Excerpted text =>
* * * *
IMO it is less about who "benefits" but about "responsibility" and a possible "future". The US could make a start by ratifying international law and acknowledging the international court of Den Haag.

I feel the credibility of the US is rather depending on their willingness to join other nations rather than trying to bypass or remaining above them.

Funny to see the "final opponent" in the Taliban. I rather side Stone, when he says that the ultimate enemy is poverty. Without poverty and (social) injustice it would be much harder to mislead the people and to stir them up to commit violence.

But I'm also half-way with you, Mike.

There are many many examples proving that fighting violence with violence will not bring peace. It will prolong the conflict.

We need to get clear who is profitting from separation and prolonged conflicts. We need to get clear that all those who take up arms and kill other people are only people (like us, who also have a family and are) believing in their "good cause". Yes, there are people who benefit from terrorism - and it's not only the Taliban.

I agree that violence cannot rage on. And along with fighting the symptoms it's necessary to cure the causes. Much effort has to be undertaken to distribute wealth, to stop ruthless exploitiation of natural resources, to educate people and bring understanding.

I'm not a friend of the "communism" that has been practised so far - but I'm also convinced that this real existing capitalism we have today can not be the final answer.
* * * *
Records provided =>
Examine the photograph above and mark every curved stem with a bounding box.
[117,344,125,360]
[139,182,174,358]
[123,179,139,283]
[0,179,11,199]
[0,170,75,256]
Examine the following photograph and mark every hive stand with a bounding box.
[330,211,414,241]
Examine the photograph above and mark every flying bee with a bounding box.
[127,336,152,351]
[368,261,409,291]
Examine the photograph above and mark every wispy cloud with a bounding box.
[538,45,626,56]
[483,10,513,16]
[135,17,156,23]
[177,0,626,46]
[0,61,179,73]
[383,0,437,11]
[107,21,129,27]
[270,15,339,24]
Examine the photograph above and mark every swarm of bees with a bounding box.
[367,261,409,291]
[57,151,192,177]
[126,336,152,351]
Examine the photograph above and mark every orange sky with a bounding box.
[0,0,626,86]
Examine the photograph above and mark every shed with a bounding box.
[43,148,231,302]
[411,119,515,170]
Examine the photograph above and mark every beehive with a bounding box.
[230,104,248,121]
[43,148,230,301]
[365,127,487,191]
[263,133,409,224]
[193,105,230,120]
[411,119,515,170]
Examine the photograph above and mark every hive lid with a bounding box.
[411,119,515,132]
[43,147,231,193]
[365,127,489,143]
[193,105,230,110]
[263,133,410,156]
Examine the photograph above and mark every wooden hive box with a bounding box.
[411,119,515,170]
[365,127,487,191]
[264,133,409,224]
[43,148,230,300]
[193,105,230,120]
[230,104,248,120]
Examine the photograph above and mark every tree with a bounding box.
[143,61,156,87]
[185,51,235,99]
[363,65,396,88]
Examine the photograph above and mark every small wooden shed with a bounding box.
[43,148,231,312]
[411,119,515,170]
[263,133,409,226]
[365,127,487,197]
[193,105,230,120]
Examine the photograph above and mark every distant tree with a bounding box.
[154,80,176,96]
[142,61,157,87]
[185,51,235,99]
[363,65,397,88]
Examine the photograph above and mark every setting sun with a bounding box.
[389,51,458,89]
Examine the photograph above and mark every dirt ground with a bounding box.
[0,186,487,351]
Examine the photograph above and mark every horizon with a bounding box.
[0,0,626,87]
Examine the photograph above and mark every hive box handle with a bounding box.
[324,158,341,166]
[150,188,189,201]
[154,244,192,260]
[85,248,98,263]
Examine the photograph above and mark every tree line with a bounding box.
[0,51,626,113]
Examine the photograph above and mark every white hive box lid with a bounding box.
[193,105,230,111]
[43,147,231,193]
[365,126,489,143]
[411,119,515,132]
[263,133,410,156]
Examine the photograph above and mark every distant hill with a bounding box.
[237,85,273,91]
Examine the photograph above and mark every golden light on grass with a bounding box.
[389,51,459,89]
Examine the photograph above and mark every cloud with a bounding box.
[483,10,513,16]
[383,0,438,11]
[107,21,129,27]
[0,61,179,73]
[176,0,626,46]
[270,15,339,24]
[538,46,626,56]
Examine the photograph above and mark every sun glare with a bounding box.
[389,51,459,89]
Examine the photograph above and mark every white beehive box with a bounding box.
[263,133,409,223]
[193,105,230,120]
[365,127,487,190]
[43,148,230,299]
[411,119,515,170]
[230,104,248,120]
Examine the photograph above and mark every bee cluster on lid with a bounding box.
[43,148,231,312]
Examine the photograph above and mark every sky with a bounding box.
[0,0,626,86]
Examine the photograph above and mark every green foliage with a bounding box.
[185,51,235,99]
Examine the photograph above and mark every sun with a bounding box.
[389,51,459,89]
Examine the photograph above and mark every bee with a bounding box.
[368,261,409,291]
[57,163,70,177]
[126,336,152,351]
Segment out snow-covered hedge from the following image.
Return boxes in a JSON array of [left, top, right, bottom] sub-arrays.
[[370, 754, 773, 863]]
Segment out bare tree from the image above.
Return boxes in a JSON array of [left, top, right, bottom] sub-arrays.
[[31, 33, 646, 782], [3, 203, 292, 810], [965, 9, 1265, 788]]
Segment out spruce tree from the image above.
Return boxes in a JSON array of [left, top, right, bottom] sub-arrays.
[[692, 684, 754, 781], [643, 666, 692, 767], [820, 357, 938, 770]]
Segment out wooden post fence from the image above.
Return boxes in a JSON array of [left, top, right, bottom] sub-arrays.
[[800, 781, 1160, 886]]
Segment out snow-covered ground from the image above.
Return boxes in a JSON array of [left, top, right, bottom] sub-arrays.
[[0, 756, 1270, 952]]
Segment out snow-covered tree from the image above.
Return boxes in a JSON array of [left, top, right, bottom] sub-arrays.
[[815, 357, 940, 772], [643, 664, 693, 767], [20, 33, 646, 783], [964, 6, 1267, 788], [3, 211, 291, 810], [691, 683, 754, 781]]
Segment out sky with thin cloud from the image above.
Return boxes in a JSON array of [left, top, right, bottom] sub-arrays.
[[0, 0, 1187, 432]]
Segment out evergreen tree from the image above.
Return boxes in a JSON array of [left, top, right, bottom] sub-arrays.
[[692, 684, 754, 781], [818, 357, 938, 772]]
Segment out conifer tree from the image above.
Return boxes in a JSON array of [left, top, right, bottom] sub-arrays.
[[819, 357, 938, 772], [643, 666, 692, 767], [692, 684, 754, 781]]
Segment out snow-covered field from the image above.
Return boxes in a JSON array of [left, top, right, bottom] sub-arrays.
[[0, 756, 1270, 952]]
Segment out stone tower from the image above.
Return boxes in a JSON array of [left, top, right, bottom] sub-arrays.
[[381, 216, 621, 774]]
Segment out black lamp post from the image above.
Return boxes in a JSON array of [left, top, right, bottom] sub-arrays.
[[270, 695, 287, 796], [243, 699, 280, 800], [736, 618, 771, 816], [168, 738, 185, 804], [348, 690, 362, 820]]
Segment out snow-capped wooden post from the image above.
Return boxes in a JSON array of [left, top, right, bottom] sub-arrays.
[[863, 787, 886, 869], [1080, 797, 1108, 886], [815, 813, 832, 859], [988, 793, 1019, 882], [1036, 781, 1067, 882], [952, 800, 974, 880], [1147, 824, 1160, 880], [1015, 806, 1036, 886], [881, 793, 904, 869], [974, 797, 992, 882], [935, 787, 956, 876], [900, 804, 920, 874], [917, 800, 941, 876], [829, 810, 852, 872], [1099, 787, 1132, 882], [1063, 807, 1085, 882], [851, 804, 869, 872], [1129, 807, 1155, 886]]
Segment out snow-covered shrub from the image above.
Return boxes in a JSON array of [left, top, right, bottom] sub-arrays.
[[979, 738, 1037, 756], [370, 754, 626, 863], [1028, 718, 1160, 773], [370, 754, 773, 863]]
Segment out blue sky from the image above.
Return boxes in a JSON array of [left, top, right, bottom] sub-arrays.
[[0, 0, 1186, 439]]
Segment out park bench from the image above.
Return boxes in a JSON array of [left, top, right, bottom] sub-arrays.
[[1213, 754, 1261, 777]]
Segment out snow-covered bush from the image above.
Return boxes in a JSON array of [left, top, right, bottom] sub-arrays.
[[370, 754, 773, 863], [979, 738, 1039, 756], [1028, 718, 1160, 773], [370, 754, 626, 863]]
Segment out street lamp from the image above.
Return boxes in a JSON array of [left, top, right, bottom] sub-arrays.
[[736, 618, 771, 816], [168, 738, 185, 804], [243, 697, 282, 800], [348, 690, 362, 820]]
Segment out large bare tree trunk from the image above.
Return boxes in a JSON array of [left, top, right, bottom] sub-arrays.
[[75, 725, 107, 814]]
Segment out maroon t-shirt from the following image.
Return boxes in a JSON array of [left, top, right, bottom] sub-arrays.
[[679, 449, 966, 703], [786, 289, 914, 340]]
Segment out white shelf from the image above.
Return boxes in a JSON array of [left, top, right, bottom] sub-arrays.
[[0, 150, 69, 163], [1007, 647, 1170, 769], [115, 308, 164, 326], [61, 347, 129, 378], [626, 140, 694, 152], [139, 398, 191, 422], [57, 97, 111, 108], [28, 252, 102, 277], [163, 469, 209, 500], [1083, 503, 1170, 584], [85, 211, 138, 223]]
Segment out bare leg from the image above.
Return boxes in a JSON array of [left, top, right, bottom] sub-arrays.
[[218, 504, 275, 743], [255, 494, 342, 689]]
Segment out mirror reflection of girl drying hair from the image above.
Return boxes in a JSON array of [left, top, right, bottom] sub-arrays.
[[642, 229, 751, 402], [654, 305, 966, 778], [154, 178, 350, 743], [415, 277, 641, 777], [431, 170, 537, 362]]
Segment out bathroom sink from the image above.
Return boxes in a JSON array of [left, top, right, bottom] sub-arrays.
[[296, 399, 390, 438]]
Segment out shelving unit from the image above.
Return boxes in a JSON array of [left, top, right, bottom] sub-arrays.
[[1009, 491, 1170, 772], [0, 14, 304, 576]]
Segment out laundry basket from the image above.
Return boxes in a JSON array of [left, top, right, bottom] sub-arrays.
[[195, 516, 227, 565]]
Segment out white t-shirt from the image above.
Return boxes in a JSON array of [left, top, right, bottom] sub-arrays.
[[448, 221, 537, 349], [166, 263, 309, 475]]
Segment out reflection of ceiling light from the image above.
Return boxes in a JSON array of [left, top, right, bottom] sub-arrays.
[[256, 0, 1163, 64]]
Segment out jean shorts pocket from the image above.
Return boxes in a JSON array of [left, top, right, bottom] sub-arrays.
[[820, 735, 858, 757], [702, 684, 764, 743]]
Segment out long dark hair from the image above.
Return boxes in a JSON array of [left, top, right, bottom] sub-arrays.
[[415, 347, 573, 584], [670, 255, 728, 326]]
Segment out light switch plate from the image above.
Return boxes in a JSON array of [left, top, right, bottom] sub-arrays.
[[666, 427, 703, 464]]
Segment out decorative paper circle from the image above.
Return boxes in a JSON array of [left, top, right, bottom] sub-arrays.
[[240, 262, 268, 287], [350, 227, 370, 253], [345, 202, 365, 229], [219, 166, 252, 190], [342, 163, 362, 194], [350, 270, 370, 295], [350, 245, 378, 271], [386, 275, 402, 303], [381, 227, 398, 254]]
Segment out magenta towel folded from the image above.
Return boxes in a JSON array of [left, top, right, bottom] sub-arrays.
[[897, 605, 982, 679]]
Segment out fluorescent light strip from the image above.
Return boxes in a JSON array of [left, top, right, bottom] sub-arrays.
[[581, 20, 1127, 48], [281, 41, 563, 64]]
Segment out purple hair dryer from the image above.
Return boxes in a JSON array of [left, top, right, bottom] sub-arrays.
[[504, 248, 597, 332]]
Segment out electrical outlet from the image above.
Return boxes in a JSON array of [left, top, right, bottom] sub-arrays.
* * * *
Required action => Reproduce the stretch of the comment on violence and poverty from "I feel the credibility" through "prolong the conflict.", word for word.

Solved exercise =>
I feel the credibility of the US is rather depending on their willingness to join other nations rather than trying to bypass or remaining above them.

Funny to see the "final opponent" in the Taliban. I rather side Stone, when he says that the ultimate enemy is poverty. Without poverty and (social) injustice it would be much harder to mislead the people and to stir them up to commit violence.

But I'm also half-way with you, Mike.

There are many many examples proving that fighting violence with violence will not bring peace. It will prolong the conflict.